## [Natural language region descriptions]
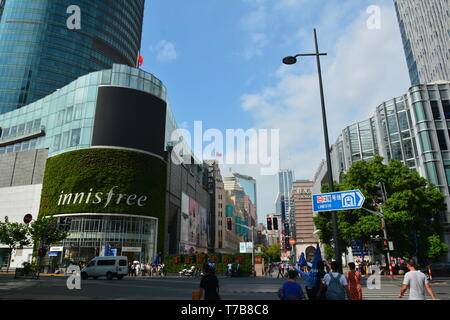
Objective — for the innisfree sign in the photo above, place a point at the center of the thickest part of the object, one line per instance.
(343, 200)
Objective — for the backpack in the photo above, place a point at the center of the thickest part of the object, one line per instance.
(335, 291)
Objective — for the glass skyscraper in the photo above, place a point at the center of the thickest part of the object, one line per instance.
(413, 128)
(39, 54)
(425, 30)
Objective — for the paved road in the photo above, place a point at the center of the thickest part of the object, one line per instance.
(51, 288)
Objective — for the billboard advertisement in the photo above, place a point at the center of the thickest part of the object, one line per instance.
(194, 229)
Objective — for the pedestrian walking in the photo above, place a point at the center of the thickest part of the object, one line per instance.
(291, 290)
(335, 283)
(229, 269)
(280, 271)
(354, 283)
(209, 284)
(416, 282)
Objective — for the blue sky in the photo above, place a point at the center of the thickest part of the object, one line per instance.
(221, 63)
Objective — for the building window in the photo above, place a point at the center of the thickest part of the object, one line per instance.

## [TASK PROMPT]
Exclude the pictures and reproduce every entry exactly.

## [RESULT BELOW]
Objective — for the innisfree sign in the photo above, place a point at the center of the thickest part of the object, one line per instance.
(343, 200)
Objective — for the backpack in the photo above, place a point at the center of the thickest part of the object, one line per instance.
(335, 291)
Objective — for the glass skyscraper in the photo above, place a point at the center of the thickest part of the object, one line per instance.
(413, 128)
(39, 54)
(425, 30)
Objective — for the paved road in the photo above, place a point at the center of the thickest part of the object, one line per instance.
(51, 288)
Objective — for the billboard advertisement in the photo above, place a point at the center of the thickest part of the object, one line per instance.
(194, 229)
Objective — for the pedestrian walking in the photo above, place a point at the center of the thickest part of the object, one line per instance.
(291, 290)
(335, 283)
(229, 269)
(280, 271)
(354, 283)
(209, 284)
(416, 282)
Objective — for the blue sky in the photo above, place a point at the center of the thickest part of the object, one line per instance.
(221, 63)
Objective — for the building window in the photo above, place a point at the center of the thickest part of the object, one line per instance.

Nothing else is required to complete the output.